EXCERPT TO READ:

About the HDWG
Background
The School of Public Health’s Health Disparities Work Group (HDWG) was first founded in spring of 2005 with the goals of promoting and providing greater visibility to health disparities research, strengthening collaborative efforts, creating long lasting partnerships between SPH faculty and community-based organizations engaged in health disparities research, and to ensure health disparities issues are better integrated in course School of Public Health (SPH) curricula. Each year, the HDWG meets to establish specific goals for the coming academic year and formulates subcommittees to accomplish these tasks.
About Health Disparities Research
The field of disparities research in public health broadly encompasses the study of inequities in attaining optimum health or accessing quality health care among social groups within a population.
Overwhelmingly, current research focuses on racial and ethnic disparities, but the theoretical and empirical models used can and have been extended to other types of social disparities such as those involving socio-economic status, gender, sexual orientation, geographic location, disability, age, and other conditions. We take this broad view of health disparities.
The University of Minnesota School of Public Health is committed to reducing health disparities through its research, teaching, and community outreach programs. We do so because:
- Health disparities are antithetical to our basic notions about public health. Public health is fundamentally about maximizing the health of populations and eliminating barriers to that goal. Interest in disparities research stems partially from the realization that increasing the health of the population has sometimes either created or widened gaps between social groups. Health disparities research investigates the process through which these gaps are created and sustained, and potential practice and policy solutions for eliminating disparities.

PROBLEM STATEMENT: Resume the text on health disparities research at the School of Public Health, starting after its last sentence. The lines after this point have nothing to do with the health disparities text.

RECORDED INFORMATION:

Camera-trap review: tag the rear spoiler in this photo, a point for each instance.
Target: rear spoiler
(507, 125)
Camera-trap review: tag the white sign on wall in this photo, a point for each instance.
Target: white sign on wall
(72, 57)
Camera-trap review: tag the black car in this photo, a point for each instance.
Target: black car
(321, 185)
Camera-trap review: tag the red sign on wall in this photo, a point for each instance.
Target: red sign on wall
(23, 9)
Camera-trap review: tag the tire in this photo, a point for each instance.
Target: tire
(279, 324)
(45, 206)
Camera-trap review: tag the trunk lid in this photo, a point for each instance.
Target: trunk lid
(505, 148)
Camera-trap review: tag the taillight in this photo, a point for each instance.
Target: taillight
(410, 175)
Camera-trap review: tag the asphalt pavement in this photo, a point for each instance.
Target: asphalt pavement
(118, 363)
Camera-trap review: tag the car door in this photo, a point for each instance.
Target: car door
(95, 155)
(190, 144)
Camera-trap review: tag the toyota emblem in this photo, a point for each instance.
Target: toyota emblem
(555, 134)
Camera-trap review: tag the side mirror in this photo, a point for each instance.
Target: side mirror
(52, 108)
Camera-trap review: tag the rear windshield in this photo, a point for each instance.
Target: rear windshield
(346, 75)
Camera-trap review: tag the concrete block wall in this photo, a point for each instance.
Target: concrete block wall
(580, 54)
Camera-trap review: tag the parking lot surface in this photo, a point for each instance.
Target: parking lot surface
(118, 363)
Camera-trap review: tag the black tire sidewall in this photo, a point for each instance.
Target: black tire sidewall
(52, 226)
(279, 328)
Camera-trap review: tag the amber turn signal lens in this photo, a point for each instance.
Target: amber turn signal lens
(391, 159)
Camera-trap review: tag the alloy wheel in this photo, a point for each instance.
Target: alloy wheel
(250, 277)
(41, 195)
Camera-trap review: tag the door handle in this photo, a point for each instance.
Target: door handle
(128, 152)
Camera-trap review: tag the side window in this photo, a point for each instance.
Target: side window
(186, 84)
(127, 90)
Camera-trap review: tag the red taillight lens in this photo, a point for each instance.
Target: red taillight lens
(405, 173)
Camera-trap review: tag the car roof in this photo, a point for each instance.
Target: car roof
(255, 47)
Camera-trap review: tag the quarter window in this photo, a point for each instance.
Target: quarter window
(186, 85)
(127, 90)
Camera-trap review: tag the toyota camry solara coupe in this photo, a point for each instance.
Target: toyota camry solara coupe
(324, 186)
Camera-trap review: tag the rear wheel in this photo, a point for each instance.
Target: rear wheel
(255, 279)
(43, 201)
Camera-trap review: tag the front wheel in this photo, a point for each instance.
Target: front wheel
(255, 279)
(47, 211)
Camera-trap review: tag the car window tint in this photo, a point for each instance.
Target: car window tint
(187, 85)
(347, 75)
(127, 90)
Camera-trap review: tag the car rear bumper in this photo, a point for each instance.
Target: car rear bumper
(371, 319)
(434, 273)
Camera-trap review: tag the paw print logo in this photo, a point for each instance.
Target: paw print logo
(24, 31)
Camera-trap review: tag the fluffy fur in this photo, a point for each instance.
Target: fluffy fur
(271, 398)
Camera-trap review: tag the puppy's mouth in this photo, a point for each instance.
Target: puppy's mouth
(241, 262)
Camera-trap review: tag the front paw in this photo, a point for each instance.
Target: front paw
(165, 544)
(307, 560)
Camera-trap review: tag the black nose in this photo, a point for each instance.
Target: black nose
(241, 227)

ANSWER FOR THIS EXERCISE:
- Closing the gaps between population subgroups in realizing optimum health and receiving quality health care has received recognition at the national level. It is a central goal of Healthy People 2010 (spearheaded by the Department of Health and Human Services) and of the National Institutes of Health’s National Center on Minority Health and Health Disparities.
- The topic of health disparities has been of special concern in Minnesota. Despite Minnesota’s ranking as one of the nation’s healthiest states, minorities in Minnesota experience shorter life spans, higher rates of infant mortality, higher incidences of diabetes, heart disease, cancer and poorer general health than Caucasians (Minnesota Department of Health, 2004; SHAPE, 2002). Minnesota is one of two states in the nation to have a legislative initiative with resources targeting the reduction of health disparities.
Health disparities is an important global issue. Health disparities are most evident in developing countries and among a number of immigrant groups (Somalis, Hmong) from developing countries now residing in Minnesota.